> **Data shown**
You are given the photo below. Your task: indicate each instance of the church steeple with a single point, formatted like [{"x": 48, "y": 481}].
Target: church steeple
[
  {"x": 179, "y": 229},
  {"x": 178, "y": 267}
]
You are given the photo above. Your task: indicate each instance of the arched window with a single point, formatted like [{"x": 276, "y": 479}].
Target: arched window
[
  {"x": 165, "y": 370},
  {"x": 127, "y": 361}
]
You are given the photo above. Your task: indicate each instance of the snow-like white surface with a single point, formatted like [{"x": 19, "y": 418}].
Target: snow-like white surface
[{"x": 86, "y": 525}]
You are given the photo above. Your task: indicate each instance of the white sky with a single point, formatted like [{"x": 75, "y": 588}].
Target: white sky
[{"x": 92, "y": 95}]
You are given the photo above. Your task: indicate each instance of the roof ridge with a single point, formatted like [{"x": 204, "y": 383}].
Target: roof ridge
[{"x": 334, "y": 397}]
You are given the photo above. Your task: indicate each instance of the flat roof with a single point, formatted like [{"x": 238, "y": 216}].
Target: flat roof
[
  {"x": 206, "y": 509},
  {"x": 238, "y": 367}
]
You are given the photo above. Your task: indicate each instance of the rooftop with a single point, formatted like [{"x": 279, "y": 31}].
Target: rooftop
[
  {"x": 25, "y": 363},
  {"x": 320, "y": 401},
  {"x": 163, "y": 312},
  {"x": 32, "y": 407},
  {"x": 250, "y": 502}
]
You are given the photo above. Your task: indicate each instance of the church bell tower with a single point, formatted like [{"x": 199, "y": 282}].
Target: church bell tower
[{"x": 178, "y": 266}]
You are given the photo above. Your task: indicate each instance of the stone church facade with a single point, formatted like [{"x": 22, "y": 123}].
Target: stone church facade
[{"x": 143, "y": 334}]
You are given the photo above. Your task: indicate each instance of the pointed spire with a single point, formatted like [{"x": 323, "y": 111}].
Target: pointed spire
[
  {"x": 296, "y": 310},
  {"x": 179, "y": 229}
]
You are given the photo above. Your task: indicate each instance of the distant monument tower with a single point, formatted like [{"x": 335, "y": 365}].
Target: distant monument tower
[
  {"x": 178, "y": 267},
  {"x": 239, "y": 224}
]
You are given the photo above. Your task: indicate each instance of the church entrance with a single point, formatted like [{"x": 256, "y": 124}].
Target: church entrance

> **What is being asked**
Every entry, from first to last, is to be reproduced exactly.

> **Output**
You are given the photo below. Your task: indicate each instance of the church steeple with a single point, formatted like [{"x": 48, "y": 481}].
Target: church steeple
[
  {"x": 179, "y": 229},
  {"x": 178, "y": 267}
]
You are given the photo above. Your task: indicate each instance of the arched window with a single point, formatted like [{"x": 276, "y": 479}].
Target: arched window
[
  {"x": 165, "y": 370},
  {"x": 127, "y": 361}
]
You are given the photo above. Your task: indicate each instance of the snow-like white surface with a single point, formatted like [{"x": 19, "y": 418}].
Target: snow-like white surface
[{"x": 86, "y": 525}]
You are given the photo above. Your task: indicate each instance of the white sky with a single point, formatted like [{"x": 75, "y": 588}].
Target: white sky
[{"x": 92, "y": 95}]
You are given the photo above. Your task: indicate each instance of the roof ridge with a single point, formatted like [{"x": 204, "y": 383}].
Target: roof ridge
[{"x": 334, "y": 397}]
You are given the photo above. Your task: indicate each instance of the flat roof with a single point, formatted like [{"x": 238, "y": 216}].
Target: flat roof
[
  {"x": 206, "y": 509},
  {"x": 238, "y": 367}
]
You are given the photo above. Your task: indicate each instance of the rooftop with a single point, formatted like [{"x": 279, "y": 31}].
Target: rooftop
[
  {"x": 25, "y": 363},
  {"x": 320, "y": 401},
  {"x": 163, "y": 312},
  {"x": 32, "y": 407},
  {"x": 250, "y": 502}
]
You are given the photo above. Your task: indicate each instance of the church bell tower with a single point, formatted like [{"x": 199, "y": 282}].
Target: church bell tower
[{"x": 178, "y": 266}]
You are given the photo above. Your task: indicate each instance of the stone church facade with a single point, formatted like [{"x": 22, "y": 123}].
Target: stone church facade
[{"x": 143, "y": 334}]
You are given the photo above. Your task: indicate each instance of the pointed spire with a single point, formatted like [{"x": 323, "y": 111}].
Target: pointed spire
[
  {"x": 296, "y": 310},
  {"x": 179, "y": 229}
]
You are given the photo above. Your task: indicate each instance of the distant monument tower with a single point, formatted like [{"x": 335, "y": 365}].
Target: distant monument tower
[
  {"x": 178, "y": 267},
  {"x": 239, "y": 224}
]
You are given the photo above. Your task: indicate each instance of the church entrance with a single point, formatted like [{"x": 256, "y": 124}].
Target: church entrance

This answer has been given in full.